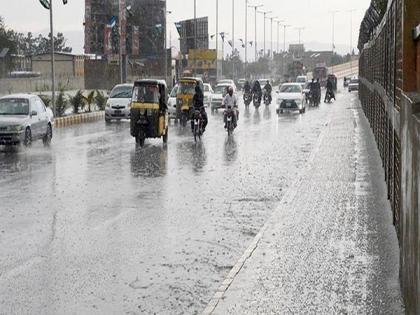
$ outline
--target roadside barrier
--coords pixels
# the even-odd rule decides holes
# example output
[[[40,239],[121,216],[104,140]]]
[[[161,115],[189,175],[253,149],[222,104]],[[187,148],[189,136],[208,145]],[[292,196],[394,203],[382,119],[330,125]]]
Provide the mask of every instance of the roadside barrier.
[[[59,118],[54,119],[54,127],[63,128],[63,127],[68,127],[72,125],[95,122],[98,120],[103,120],[104,118],[105,118],[105,112],[103,111],[59,117]]]

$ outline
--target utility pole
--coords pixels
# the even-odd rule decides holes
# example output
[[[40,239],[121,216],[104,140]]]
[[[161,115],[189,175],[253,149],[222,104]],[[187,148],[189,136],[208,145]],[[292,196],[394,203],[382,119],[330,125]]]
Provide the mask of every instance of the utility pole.
[[[216,0],[216,80],[219,80],[219,0]]]
[[[232,0],[232,80],[235,80],[235,0]]]
[[[54,53],[54,20],[53,20],[53,0],[50,0],[50,32],[51,32],[51,105],[55,117],[55,53]]]
[[[245,0],[245,78],[248,69],[248,0]]]
[[[172,11],[167,11],[167,7],[166,7],[166,1],[165,1],[165,81],[166,84],[168,84],[168,44],[167,44],[167,20],[168,20],[168,15],[171,14]],[[171,49],[171,69],[172,69],[172,45],[170,45],[170,49]]]
[[[255,17],[255,42],[254,42],[254,47],[255,47],[255,61],[258,61],[258,45],[257,45],[257,10],[258,8],[263,7],[264,5],[259,4],[259,5],[249,5],[250,8],[254,8],[254,17]]]
[[[194,0],[194,49],[197,49],[197,0]],[[197,62],[194,60],[194,76],[196,76]]]

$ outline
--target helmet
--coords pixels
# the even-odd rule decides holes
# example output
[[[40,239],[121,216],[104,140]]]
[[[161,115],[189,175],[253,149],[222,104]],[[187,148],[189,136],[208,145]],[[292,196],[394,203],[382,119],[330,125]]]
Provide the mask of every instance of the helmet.
[[[232,94],[233,93],[233,87],[231,87],[231,86],[228,87],[228,93],[229,94]]]

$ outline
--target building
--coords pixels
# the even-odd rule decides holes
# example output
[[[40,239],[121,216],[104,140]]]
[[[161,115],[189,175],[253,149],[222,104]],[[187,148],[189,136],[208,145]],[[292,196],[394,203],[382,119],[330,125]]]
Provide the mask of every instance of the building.
[[[85,53],[117,63],[121,53],[145,76],[164,74],[165,29],[165,0],[85,0]]]
[[[84,75],[84,56],[69,53],[55,53],[55,75],[60,77],[79,77]],[[33,72],[39,72],[42,76],[51,75],[51,55],[40,54],[31,57]]]
[[[208,17],[180,21],[175,25],[183,55],[187,55],[190,49],[209,49]]]

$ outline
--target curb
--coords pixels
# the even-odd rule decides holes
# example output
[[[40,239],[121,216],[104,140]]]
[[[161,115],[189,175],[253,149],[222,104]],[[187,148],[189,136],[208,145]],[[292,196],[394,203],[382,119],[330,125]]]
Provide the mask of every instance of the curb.
[[[54,119],[54,127],[62,128],[72,125],[80,125],[84,123],[95,122],[104,119],[104,117],[104,111],[59,117]]]
[[[309,168],[309,165],[311,165],[313,163],[313,161],[315,160],[315,155],[316,155],[316,153],[318,153],[320,145],[321,145],[321,143],[324,139],[325,132],[328,129],[328,127],[330,126],[330,123],[331,123],[331,119],[329,118],[326,121],[326,124],[325,124],[326,128],[324,128],[324,130],[319,135],[319,138],[317,140],[317,144],[316,144],[314,150],[311,152],[310,157],[308,158],[306,167],[304,167],[302,172],[299,174],[299,176],[296,178],[296,180],[293,182],[293,184],[290,186],[290,188],[286,191],[286,193],[284,194],[282,200],[280,201],[277,209],[273,212],[273,214],[270,216],[270,218],[265,222],[264,226],[260,229],[258,234],[254,237],[251,244],[245,250],[245,252],[241,256],[241,258],[239,258],[239,260],[236,262],[236,264],[230,270],[229,274],[223,280],[223,282],[219,286],[219,288],[216,290],[216,293],[213,295],[213,297],[211,298],[210,302],[207,304],[206,308],[201,313],[201,315],[212,315],[212,314],[214,314],[214,311],[216,310],[219,302],[224,298],[225,293],[227,292],[227,290],[229,289],[229,287],[231,286],[231,284],[235,280],[236,276],[239,274],[239,272],[242,270],[242,268],[245,265],[245,263],[247,262],[247,260],[249,258],[251,258],[252,254],[257,249],[258,244],[260,243],[261,239],[263,238],[264,233],[266,232],[266,230],[267,230],[267,228],[268,228],[268,226],[271,222],[271,218],[276,215],[279,208],[287,206],[296,197],[296,194],[297,194],[297,191],[298,191],[298,189],[296,189],[296,188],[301,185],[301,179],[302,179],[303,175],[305,174],[305,171],[307,170],[307,168]]]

-------

Directions for this task >> Give back the full listing exactly, with pictures dropped.

Exercise response >>
$ outline
--target roadside barrier
--coords pixels
# the even-odd rule decides holes
# example output
[[[40,239],[121,216],[104,140]]]
[[[161,115],[189,175],[253,149],[222,104]],[[187,148],[189,136],[208,145]],[[292,196],[394,203],[382,119],[330,125]]]
Provide the mask of every instance of the roadside barrier.
[[[59,118],[54,119],[54,127],[63,128],[63,127],[68,127],[72,125],[95,122],[98,120],[103,120],[104,118],[105,118],[105,112],[103,111],[59,117]]]

$ outline
--target utility pole
--coords pixels
# the even-odd rule decides holes
# example output
[[[40,239],[121,216],[104,140]]]
[[[161,115],[189,175],[253,149],[222,104]],[[187,148],[189,136],[208,145]],[[292,196],[394,203],[382,119],[330,125]]]
Provide the mask of every instance of the utility pole.
[[[216,0],[216,80],[219,80],[219,0]]]
[[[232,0],[232,80],[235,80],[235,0]]]
[[[54,53],[54,20],[53,20],[53,0],[50,0],[50,32],[51,32],[51,105],[55,117],[55,53]]]
[[[245,0],[245,78],[248,69],[248,0]]]
[[[172,11],[167,11],[167,7],[166,7],[166,1],[165,1],[165,81],[166,84],[168,84],[168,44],[167,44],[167,20],[168,20],[168,15],[171,14]],[[171,49],[171,69],[172,69],[172,45],[170,45],[170,49]]]
[[[255,17],[255,42],[254,42],[254,47],[255,47],[255,61],[258,61],[258,45],[257,45],[257,10],[258,8],[263,7],[264,5],[259,4],[259,5],[249,5],[250,8],[254,8],[254,17]]]
[[[194,0],[194,49],[197,49],[197,0]],[[197,62],[194,60],[194,76],[196,76]]]

$ outline
--target helmet
--coords pixels
# the even-odd rule decides holes
# example output
[[[40,239],[121,216],[104,140]]]
[[[161,115],[189,175],[253,149],[222,104]],[[187,148],[189,136],[208,145]],[[292,196],[394,203],[382,119],[330,125]]]
Provide the mask of every instance of the helmet.
[[[232,94],[233,93],[233,87],[231,87],[231,86],[228,87],[228,93],[229,94]]]

$ outline
--target building
--coords pixels
# the even-odd rule decides holes
# example output
[[[40,239],[121,216],[104,140]]]
[[[161,115],[189,175],[253,149],[222,104]],[[187,148],[189,136],[208,145]],[[292,196],[394,203],[382,119],[330,125]]]
Provide the mask of every instance of the building.
[[[85,53],[117,63],[121,53],[145,76],[164,74],[165,29],[165,0],[85,0]]]
[[[84,75],[84,56],[69,53],[55,53],[55,75],[60,77],[79,77]],[[33,72],[39,72],[42,76],[51,75],[51,55],[40,54],[31,57]]]
[[[208,17],[180,21],[175,25],[183,55],[187,55],[190,49],[209,49]]]

$ outline
--target curb
--coords pixels
# the even-odd rule decides holes
# example output
[[[40,239],[121,216],[104,140]]]
[[[161,115],[189,175],[253,149],[222,104]],[[187,148],[189,136],[208,145]],[[292,196],[394,203],[382,119],[330,125]]]
Provide the mask of every instance of the curb.
[[[54,119],[54,127],[62,128],[72,125],[80,125],[84,123],[95,122],[104,119],[104,117],[104,111],[59,117]]]
[[[309,168],[309,165],[311,165],[313,163],[313,161],[315,160],[315,155],[316,155],[316,153],[318,153],[320,145],[321,145],[321,143],[324,139],[325,132],[328,129],[328,127],[330,126],[330,123],[331,123],[331,119],[329,118],[326,121],[326,124],[325,124],[326,128],[324,128],[324,130],[319,135],[319,138],[317,140],[317,144],[316,144],[314,150],[311,152],[310,157],[308,158],[306,167],[304,167],[302,172],[299,174],[299,176],[296,178],[296,180],[293,182],[293,184],[290,186],[290,188],[286,191],[286,193],[284,194],[282,200],[280,201],[277,209],[273,212],[273,214],[270,216],[270,218],[265,222],[264,226],[260,229],[258,234],[254,237],[251,244],[245,250],[245,252],[241,256],[241,258],[239,258],[239,260],[236,262],[236,264],[230,270],[229,274],[223,280],[223,282],[219,286],[219,288],[216,290],[216,293],[213,295],[213,297],[211,298],[210,302],[207,304],[206,308],[201,313],[201,315],[212,315],[212,314],[214,314],[214,311],[216,310],[219,302],[224,298],[225,293],[227,292],[227,290],[229,289],[229,287],[231,286],[231,284],[235,280],[236,276],[239,274],[239,272],[242,270],[242,268],[245,265],[245,263],[247,262],[247,260],[249,258],[251,258],[252,254],[257,249],[258,244],[260,243],[261,239],[263,238],[264,233],[266,232],[266,230],[267,230],[267,228],[268,228],[268,226],[271,222],[271,218],[276,215],[279,208],[287,206],[296,197],[296,194],[297,194],[297,191],[298,191],[298,189],[296,189],[296,188],[301,185],[301,179],[302,179],[303,175],[305,174],[305,171],[307,170],[307,168]]]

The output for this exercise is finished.